ACTION ITEM:
Go through the listing and copy each line with the string "large".

SUPPLIED MATERIAL:
——

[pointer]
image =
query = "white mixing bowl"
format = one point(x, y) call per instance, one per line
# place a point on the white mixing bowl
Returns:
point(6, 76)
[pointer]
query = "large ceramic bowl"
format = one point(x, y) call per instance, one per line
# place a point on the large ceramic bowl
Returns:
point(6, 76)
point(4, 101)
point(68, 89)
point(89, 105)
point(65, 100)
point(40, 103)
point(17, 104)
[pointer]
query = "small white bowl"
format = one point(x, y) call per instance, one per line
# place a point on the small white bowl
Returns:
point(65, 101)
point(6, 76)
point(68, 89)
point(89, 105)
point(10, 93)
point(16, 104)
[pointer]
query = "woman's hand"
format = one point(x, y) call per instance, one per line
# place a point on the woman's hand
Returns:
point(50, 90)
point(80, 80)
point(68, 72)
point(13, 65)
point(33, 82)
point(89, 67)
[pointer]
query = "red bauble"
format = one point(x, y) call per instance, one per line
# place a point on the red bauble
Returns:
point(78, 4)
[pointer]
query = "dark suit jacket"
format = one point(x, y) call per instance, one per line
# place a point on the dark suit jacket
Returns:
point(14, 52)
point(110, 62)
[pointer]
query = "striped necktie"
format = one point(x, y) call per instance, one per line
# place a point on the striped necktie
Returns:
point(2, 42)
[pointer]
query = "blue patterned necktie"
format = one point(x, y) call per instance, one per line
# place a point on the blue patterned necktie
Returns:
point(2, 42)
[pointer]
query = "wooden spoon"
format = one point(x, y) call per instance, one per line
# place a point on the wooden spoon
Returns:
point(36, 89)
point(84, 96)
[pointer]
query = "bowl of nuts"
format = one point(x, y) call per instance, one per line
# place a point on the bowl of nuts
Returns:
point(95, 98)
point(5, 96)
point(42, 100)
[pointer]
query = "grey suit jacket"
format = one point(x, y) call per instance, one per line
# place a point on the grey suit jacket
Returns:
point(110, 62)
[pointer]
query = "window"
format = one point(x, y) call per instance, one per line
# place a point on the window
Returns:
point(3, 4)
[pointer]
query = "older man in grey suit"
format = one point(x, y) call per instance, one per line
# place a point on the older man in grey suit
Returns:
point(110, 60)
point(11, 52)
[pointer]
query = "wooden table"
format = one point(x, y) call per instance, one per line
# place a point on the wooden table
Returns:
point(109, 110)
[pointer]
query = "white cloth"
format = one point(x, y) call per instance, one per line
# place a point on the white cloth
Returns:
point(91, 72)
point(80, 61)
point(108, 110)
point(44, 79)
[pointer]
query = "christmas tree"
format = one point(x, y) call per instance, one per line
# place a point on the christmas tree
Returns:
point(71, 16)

——

RESPONSE:
query = "large ceramic bowl"
# place a point on the large ceramic bowl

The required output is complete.